### Items
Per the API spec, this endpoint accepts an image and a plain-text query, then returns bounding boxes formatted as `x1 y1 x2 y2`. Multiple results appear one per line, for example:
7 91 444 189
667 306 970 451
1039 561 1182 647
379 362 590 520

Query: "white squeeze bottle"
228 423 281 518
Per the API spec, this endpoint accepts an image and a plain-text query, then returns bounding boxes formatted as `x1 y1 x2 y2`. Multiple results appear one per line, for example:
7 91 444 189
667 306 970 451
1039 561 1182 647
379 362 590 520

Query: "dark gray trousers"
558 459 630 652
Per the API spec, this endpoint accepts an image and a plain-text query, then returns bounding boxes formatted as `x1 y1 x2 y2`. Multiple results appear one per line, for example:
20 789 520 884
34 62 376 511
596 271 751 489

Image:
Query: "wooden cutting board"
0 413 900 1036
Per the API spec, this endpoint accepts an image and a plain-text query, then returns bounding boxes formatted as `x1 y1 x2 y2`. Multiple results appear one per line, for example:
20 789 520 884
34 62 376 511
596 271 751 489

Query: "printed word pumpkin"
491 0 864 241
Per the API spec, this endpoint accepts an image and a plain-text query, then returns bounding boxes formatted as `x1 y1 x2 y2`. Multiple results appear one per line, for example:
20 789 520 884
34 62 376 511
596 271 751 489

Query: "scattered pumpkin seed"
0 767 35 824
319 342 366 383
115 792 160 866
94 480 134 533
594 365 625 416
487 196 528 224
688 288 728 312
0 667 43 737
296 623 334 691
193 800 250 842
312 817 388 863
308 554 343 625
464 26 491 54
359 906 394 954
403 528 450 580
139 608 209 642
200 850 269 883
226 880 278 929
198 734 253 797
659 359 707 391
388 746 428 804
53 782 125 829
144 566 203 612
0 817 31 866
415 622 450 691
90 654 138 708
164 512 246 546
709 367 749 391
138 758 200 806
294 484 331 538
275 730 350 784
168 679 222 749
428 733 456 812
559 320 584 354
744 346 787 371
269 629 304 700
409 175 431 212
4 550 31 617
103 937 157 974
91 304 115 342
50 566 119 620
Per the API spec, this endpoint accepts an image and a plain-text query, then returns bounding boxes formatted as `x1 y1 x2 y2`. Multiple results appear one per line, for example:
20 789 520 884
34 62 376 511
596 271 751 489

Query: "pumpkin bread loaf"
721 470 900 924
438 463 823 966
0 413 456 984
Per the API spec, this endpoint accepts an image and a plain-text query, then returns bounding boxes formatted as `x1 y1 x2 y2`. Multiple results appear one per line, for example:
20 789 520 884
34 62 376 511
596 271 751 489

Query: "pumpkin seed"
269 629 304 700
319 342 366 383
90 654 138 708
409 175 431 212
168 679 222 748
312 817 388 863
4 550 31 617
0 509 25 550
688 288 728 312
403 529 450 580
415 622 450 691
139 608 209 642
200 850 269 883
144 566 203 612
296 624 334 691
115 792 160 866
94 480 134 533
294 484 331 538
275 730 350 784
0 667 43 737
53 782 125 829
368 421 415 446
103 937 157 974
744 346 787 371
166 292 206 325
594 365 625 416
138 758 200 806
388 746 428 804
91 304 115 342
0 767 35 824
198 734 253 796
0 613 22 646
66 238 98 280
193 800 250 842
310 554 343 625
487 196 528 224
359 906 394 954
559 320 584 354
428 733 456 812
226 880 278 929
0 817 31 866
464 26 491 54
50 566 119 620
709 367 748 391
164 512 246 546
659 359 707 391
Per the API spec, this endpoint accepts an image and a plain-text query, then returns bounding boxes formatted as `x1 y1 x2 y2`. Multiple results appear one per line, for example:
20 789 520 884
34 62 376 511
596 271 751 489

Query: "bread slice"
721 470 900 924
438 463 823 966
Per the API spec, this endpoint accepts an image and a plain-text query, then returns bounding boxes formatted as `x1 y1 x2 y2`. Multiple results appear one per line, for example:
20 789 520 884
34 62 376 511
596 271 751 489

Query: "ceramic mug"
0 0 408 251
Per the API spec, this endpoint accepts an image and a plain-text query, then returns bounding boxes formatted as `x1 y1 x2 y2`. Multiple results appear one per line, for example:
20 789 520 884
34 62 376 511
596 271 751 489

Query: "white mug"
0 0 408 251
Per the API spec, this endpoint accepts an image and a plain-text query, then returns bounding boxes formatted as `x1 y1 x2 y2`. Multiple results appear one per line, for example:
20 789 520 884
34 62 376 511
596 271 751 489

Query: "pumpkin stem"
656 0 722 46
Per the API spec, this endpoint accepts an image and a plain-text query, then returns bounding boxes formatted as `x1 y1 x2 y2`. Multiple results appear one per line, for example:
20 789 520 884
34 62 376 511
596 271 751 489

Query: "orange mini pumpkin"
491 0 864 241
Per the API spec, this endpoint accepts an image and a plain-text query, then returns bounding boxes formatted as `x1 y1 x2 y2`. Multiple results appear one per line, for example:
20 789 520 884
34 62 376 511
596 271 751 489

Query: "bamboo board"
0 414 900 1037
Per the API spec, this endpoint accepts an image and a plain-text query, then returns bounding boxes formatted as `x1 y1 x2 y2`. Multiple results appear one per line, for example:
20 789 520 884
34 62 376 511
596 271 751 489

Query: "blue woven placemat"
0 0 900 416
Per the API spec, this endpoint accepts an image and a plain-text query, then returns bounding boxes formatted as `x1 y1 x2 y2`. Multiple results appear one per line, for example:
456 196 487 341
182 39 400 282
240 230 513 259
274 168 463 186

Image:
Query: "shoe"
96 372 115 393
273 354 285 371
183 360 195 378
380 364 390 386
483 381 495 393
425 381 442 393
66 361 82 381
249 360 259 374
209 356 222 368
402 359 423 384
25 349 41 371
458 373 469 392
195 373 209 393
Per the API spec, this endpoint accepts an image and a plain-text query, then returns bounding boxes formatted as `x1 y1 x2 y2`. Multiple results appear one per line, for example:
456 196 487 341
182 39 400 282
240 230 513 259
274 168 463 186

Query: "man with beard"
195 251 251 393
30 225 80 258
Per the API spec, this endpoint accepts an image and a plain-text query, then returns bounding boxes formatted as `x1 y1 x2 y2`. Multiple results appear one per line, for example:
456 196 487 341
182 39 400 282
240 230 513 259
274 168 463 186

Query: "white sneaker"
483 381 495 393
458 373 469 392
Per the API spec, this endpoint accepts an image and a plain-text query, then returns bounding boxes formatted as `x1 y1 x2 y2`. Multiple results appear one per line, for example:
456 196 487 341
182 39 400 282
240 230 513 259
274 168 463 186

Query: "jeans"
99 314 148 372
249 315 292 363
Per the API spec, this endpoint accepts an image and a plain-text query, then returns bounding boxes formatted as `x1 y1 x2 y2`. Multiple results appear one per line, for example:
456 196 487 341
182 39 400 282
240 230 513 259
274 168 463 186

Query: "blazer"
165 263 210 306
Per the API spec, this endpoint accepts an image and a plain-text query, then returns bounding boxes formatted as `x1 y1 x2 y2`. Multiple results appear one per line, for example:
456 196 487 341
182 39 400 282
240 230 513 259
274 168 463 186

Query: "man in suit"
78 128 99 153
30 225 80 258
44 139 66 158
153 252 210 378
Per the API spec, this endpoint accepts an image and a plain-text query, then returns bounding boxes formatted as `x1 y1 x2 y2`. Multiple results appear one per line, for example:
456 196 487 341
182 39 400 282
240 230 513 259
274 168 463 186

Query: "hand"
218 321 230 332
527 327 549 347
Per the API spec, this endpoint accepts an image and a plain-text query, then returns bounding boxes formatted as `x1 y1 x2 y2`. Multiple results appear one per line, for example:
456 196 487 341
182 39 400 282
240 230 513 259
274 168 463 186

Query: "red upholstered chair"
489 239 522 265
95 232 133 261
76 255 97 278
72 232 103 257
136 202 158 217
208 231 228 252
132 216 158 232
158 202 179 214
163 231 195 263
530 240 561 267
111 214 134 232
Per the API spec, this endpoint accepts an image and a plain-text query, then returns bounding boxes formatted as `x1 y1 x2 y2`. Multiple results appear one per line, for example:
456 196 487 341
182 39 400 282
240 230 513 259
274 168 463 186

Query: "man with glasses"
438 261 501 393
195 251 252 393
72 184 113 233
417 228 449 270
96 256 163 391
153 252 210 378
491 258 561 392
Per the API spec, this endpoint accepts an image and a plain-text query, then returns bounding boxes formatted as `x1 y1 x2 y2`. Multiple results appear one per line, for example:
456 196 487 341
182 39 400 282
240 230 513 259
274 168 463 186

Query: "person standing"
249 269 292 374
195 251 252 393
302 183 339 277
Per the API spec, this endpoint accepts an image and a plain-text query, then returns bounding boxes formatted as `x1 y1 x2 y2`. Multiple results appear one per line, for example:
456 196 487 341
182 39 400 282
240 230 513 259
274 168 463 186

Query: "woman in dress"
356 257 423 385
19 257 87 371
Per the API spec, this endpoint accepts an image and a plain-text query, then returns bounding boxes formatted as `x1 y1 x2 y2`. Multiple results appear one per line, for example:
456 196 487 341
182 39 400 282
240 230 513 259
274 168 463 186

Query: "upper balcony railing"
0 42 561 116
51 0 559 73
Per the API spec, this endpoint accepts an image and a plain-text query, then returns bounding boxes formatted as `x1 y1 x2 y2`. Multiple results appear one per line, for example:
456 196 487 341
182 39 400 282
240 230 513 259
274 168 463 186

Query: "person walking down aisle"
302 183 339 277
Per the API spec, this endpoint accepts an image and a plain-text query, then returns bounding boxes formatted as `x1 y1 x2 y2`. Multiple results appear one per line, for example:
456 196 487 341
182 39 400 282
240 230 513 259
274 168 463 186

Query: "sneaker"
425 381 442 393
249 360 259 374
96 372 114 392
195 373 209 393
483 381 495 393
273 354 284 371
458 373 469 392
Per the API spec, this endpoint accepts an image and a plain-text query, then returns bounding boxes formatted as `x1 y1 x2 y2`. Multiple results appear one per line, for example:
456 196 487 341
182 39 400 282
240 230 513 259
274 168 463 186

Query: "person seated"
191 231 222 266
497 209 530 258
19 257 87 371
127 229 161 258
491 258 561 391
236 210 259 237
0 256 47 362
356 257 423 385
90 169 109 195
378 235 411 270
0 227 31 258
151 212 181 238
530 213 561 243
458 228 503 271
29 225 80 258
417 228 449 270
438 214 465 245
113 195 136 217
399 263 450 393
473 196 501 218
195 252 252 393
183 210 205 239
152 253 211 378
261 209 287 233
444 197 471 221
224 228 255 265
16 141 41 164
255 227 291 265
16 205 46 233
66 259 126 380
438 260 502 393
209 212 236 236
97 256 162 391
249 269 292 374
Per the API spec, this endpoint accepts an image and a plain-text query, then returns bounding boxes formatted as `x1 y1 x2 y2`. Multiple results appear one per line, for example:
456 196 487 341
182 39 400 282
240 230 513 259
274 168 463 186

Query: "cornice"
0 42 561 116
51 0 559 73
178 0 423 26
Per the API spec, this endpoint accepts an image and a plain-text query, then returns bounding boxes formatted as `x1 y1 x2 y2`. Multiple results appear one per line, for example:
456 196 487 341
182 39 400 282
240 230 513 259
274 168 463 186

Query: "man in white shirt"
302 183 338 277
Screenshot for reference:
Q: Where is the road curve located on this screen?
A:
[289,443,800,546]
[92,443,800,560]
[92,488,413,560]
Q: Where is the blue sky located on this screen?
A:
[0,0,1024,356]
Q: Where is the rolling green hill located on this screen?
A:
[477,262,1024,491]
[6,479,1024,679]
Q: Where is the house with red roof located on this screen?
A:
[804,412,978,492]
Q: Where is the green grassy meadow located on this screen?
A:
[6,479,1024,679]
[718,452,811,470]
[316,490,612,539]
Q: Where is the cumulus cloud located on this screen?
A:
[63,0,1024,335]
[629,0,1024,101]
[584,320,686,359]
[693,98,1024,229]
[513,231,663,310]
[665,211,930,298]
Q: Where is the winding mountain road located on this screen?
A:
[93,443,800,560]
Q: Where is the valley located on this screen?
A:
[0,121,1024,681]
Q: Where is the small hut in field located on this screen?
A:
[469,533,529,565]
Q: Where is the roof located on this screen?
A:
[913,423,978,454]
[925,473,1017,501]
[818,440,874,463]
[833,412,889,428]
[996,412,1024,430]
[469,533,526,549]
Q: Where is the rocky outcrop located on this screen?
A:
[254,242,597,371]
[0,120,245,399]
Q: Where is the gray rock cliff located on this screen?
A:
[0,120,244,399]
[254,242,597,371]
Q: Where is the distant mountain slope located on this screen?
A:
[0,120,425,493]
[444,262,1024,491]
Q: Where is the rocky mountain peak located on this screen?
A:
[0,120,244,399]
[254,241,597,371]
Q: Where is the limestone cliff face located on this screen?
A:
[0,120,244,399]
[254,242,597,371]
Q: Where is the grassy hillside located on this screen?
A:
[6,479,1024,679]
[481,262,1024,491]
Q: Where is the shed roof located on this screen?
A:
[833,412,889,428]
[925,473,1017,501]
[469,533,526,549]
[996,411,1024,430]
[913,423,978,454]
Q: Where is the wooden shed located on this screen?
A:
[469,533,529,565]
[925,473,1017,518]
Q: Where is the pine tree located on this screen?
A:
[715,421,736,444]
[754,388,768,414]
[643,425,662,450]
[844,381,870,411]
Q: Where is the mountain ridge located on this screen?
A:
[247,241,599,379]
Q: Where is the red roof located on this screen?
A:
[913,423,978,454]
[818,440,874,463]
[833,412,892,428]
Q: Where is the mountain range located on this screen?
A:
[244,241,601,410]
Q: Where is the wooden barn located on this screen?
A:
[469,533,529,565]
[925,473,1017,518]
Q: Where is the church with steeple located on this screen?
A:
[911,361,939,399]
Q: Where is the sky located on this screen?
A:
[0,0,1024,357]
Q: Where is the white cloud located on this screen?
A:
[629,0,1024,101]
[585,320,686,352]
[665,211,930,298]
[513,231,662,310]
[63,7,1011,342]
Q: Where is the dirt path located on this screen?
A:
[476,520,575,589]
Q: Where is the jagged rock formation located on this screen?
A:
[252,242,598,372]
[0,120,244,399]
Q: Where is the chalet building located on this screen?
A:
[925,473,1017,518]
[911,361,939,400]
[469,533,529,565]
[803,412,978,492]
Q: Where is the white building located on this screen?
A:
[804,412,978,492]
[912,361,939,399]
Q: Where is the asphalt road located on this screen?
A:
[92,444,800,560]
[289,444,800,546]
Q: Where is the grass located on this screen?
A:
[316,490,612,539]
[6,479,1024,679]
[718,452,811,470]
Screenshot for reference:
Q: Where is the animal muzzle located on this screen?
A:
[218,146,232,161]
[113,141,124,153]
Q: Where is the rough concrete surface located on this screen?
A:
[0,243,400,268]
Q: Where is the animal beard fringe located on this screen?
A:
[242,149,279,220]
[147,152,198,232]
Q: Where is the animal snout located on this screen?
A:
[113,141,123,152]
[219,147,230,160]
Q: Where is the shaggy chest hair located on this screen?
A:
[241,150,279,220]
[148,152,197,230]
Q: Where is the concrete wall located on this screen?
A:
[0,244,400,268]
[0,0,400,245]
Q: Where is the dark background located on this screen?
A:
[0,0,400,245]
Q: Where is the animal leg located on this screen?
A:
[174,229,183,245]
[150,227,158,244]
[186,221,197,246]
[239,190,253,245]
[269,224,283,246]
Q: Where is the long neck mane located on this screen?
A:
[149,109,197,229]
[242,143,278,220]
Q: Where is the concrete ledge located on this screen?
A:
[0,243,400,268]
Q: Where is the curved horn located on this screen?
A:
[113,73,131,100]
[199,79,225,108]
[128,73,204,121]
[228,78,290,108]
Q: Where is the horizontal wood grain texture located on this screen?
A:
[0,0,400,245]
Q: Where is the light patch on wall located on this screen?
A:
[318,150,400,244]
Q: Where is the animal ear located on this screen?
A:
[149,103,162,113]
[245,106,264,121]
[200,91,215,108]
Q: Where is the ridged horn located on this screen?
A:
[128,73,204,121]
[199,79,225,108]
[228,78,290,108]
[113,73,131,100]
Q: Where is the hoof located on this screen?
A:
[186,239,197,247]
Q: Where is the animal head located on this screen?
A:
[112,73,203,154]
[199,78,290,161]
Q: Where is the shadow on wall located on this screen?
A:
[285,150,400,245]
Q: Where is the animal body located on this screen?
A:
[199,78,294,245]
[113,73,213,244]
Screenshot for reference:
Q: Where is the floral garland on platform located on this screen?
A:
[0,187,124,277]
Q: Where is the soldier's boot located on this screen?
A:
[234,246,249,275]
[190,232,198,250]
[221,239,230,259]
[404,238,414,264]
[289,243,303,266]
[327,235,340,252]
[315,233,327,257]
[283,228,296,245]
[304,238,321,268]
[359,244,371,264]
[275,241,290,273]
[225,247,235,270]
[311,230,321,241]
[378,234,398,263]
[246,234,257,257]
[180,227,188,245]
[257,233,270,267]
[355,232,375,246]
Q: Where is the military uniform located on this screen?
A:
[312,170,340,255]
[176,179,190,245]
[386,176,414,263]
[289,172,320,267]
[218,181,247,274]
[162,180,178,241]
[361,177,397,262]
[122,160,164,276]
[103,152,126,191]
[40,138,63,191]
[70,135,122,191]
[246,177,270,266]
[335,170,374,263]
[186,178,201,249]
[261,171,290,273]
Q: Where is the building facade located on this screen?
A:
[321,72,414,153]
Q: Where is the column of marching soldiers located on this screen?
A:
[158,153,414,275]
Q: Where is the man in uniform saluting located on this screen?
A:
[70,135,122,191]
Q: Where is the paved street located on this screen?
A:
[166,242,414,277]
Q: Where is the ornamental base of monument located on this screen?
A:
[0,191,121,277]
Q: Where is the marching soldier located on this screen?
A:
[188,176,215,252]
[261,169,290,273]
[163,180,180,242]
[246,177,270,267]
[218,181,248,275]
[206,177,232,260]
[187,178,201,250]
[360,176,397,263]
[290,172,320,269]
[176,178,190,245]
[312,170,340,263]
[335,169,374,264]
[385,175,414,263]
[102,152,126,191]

### What is expected
Copy out the lines between the line holding "Q: Where is the chalet" and the line holding "[219,147,230,160]", inclusive, changing "asphalt road" to "paved road" and leaving everything else unchanged.

### Response to the task
Q: Where is the chalet building located on this screen?
A:
[925,473,1017,518]
[911,361,939,400]
[469,533,529,565]
[803,412,978,492]
Q: Where is the white building located on this screen?
A:
[804,412,978,492]
[912,361,939,399]
Q: Where is the paved road located on this screen?
A:
[92,444,800,560]
[289,444,800,546]
Q: Where is the grass located on this screen?
A:
[316,490,612,539]
[6,479,1024,679]
[718,452,811,470]
Screenshot for reference:
Q: Where is the animal muzzle located on this screen?
A:
[218,146,232,161]
[113,141,124,153]
Q: Where is the rough concrete surface located on this screen?
A:
[0,243,400,268]
Q: Where is the animal beard fringe located on this screen?
A:
[242,149,279,220]
[147,152,198,232]
Q: Where is the animal snout located on this screen?
A:
[113,141,123,152]
[219,147,230,160]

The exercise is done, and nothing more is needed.